> Teks yang Diberikan
══════════════════════════════

Oleh Masdar F. Mas'udi
Ketua PBNU dan Direktur Perhimpunan Pengembangan
Pesantren dan Masayarakat (P3M) Jakarta.
Dewasa ini orang mulai menandai munculnya kembali geliat kebangkitan agama-agama. Yang dimaksud di sini tidak hanya Islam, juga yang lainnya. Di Barat, di Amerika, tercatat menguatnya neo-fundamentalisme Kristen. Juga di lingkungan Katolik.
Jemaat keagamaan terbesar di dunia ini, telah menobatkan
sebagai pemimpin tertingginya Paus Bennedictus XVI dari German yang juga sangat
kritis terhadap desakan sekularisme. Beliau adalah tokoh yang tegas-tegas
menolak tuntutan kaum liberal antara lain perihal peluang imam perempuan,
pengakuan atas perkawinan sejenis, penghapusan tradisi salibat (membujang), dan
legalisasi aborsi.
Tentu saja ini perkembangan yang menarik di abad 21
setelah lebih dua abad terakhir kita semua melewati masa-masa yang sangat
kritis bagi agama. Sekularisme yang tiba-tiba menjadi keyakinan global telah
menyangkal kuat makna agama dalam kehidupan, minimal memenjarakannya dalam
ranah kehidupan yang sunyi-sepi, kehidupan pribadi dengan yuridiksi sebatas
kelahiran, perkawinan dan kematian. Kehidupan sosial dan politik yang hingar
bingar di ruang publik harus disterilkan dari campur tangan agama. Alasannya
cukup masuk akal, bahwa telah terbukti dalam sejarah, selama sentimen keagamaan
dibiarkan memegang kendali kekuasaan politik, selama itu pula konflik dan
kekerasan yang berdarah-darah terus menghantui rakyatnya, atau tetangganya,
hanya karena tidak seiman dengan elit politik yang berkuasa.
Namun demikian, kita juga menyaksikan bahwa kekuasaan
ateis anti agama seperti Nazisme dan Komunisme ternyata tidak kalah kejam
dibanding kekuasaan agama-agama. Juga kekuasaan sekular yang hanya memakzulkan
agama dari wilayah publik, sekali pun tidak membenci dan memeranginya seperti
ateis, ternyata bukan pula kekuasaan yang bebas dari konflik dan kekerasan yang
picik. Perang untuk ekspansi modal ternyata tidak kalah kejamnya. Bahkan ada
dimensi kekerasan yang tidak kalah ganas, yakni kekerasan struktural dalam
wujud ketimpangan dan ketidak-adilan sosial antara yang lemah dan yang kuat,
antara yang kaya dan yang miskin-papa. Kekerasan jenis terakhir ini bahkan
belum pernah terjadi sepanjang sejarah umat manusia setajam yang terjadi dan
dilakukan oleh rejim kekuasaan sekular dewasa ini.

══════════════════════════════

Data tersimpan
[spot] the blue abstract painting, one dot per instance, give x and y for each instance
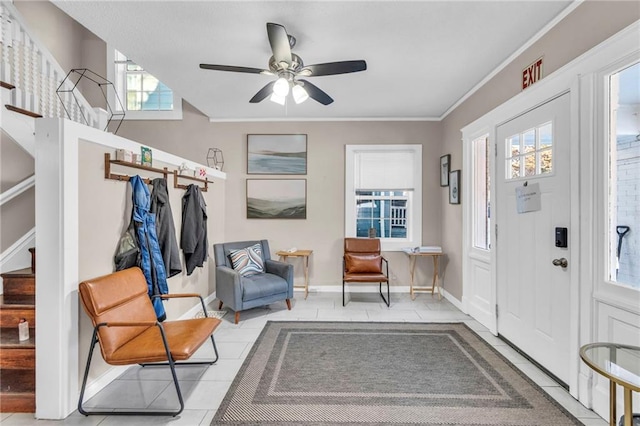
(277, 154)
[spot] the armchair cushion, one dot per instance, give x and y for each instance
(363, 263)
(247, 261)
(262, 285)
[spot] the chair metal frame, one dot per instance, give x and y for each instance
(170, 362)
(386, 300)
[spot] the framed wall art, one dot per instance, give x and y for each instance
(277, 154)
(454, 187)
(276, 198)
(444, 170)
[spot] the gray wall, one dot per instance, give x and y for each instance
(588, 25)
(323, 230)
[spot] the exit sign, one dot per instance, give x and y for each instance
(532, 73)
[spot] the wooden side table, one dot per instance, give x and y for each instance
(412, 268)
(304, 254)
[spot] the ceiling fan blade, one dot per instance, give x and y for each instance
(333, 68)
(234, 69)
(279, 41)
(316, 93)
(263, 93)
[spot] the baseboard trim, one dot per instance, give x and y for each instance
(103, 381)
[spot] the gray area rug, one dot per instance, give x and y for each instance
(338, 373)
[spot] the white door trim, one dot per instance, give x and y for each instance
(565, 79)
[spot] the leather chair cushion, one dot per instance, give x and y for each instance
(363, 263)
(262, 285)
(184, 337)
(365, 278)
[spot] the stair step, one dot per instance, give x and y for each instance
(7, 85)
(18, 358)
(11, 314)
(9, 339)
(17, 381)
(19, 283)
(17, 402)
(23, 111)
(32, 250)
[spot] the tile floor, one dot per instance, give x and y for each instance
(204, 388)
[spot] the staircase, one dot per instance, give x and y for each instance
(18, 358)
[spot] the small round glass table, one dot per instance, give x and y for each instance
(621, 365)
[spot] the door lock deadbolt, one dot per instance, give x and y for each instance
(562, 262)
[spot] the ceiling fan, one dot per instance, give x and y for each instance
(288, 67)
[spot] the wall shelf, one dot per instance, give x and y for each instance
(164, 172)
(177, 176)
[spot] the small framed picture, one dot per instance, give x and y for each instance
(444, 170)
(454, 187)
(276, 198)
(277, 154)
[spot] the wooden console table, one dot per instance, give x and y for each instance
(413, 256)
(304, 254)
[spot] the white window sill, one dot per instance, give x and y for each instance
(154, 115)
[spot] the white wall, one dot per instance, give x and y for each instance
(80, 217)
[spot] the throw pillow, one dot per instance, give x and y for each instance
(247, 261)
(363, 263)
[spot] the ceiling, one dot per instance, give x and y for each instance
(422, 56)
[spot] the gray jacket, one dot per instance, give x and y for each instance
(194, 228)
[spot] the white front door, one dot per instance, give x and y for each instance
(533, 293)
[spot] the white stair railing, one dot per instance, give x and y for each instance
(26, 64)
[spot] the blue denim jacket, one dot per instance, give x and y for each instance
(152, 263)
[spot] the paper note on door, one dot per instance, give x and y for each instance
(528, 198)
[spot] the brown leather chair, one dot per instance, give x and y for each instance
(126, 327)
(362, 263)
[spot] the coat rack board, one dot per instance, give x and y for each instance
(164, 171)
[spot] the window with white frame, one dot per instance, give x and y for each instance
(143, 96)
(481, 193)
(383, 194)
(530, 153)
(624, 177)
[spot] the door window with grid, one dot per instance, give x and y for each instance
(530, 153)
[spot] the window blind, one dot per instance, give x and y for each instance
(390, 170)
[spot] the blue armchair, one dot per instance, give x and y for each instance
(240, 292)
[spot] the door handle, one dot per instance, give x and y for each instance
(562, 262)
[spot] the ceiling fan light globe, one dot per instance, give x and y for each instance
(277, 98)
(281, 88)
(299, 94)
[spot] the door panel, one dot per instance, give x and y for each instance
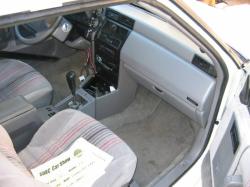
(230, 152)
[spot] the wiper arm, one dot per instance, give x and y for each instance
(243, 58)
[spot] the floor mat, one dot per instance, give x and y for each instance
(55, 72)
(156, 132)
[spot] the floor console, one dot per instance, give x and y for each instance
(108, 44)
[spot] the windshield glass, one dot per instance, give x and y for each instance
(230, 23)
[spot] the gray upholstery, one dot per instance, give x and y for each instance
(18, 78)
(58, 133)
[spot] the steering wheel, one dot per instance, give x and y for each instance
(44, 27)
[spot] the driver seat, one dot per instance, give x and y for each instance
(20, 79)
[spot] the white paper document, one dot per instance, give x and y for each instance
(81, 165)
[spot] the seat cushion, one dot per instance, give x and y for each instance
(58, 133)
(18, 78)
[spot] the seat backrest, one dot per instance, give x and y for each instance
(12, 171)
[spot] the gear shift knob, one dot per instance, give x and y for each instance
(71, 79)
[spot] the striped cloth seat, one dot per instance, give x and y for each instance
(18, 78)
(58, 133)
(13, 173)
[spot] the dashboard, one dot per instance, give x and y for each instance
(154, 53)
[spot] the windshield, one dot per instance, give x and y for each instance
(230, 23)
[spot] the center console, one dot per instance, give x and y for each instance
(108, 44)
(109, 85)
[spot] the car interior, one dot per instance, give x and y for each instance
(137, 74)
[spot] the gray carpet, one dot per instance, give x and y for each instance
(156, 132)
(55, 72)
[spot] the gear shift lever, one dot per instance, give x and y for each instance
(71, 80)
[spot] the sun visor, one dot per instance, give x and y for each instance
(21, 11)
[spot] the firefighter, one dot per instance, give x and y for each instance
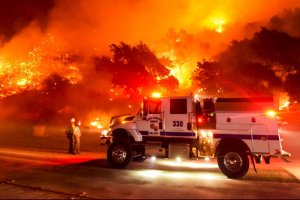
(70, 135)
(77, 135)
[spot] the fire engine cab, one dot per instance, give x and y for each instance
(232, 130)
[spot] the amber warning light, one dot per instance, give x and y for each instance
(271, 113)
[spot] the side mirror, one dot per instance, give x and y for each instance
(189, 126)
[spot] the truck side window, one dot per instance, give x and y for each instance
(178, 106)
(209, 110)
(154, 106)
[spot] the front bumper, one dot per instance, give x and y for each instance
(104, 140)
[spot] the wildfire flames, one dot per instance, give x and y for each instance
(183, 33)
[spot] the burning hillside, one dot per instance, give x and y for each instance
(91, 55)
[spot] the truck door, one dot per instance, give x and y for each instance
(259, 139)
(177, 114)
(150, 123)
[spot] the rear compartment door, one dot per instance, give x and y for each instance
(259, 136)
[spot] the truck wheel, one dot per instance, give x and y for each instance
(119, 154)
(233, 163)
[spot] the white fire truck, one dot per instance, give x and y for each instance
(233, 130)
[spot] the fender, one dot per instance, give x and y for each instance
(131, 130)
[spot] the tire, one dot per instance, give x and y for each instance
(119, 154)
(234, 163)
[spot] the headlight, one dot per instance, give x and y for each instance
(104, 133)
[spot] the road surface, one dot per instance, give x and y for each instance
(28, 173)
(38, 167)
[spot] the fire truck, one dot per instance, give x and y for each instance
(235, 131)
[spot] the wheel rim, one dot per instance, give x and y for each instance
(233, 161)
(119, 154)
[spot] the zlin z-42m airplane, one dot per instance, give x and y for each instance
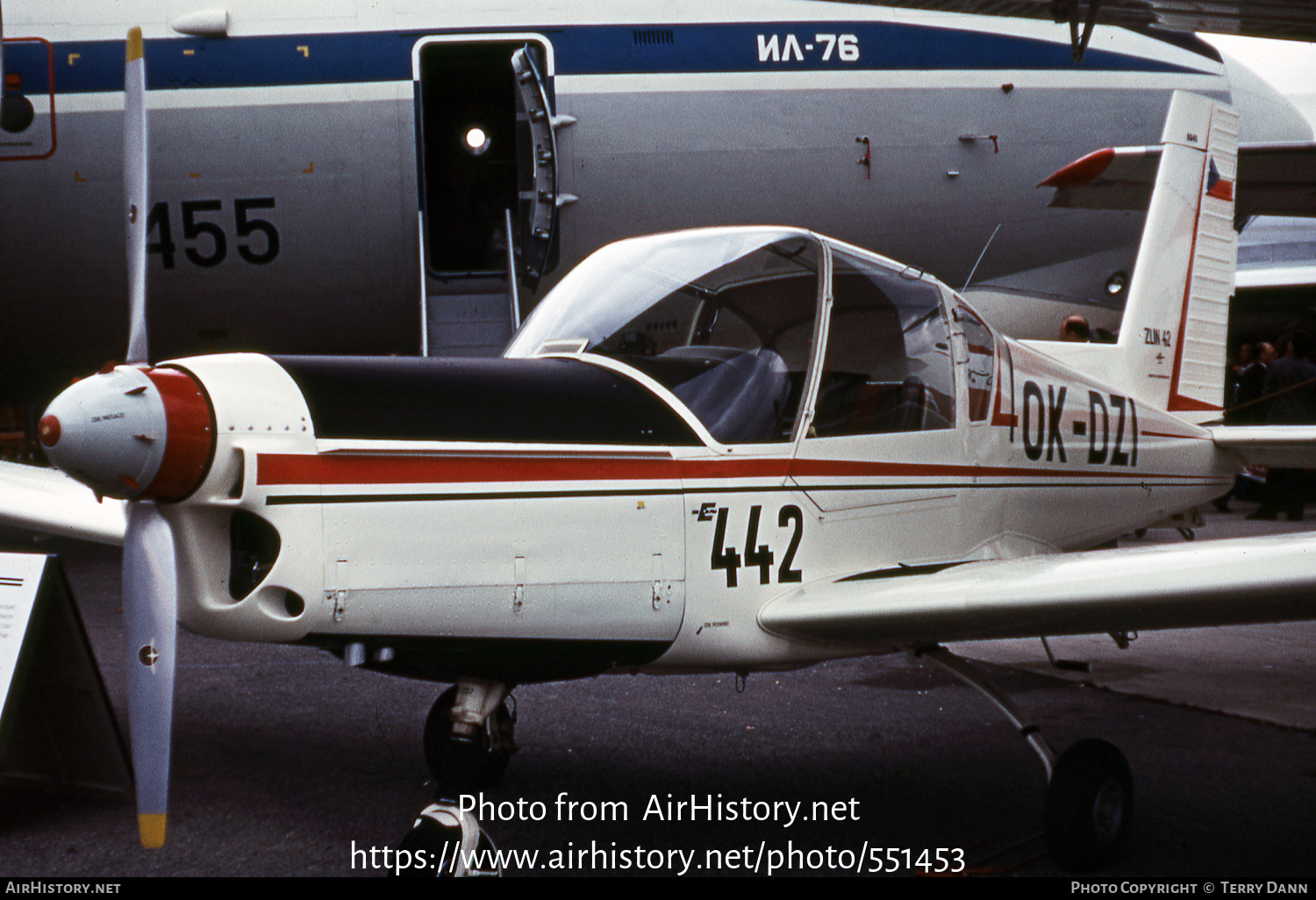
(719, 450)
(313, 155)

══════════════════════════════

> Tugas Anda
**a.** Menurut teks, siapa yang dinobatkan sebagai pemimpin tertinggi jemaat Katolik?
**b.** Kembalikan semua baris catatan yang mengandung kata "wheel".

> Jawaban Tiap Tugas
**a.** Paus Bennedictus XVI dari German.

**b.**
[spot] the steering wheel, one dot per instance, give x and y for each instance
[spot] the truck wheel, one dot per instance, give x and y for each instance
[spot] the wheel rim, one dot per instance, give x and y for each instance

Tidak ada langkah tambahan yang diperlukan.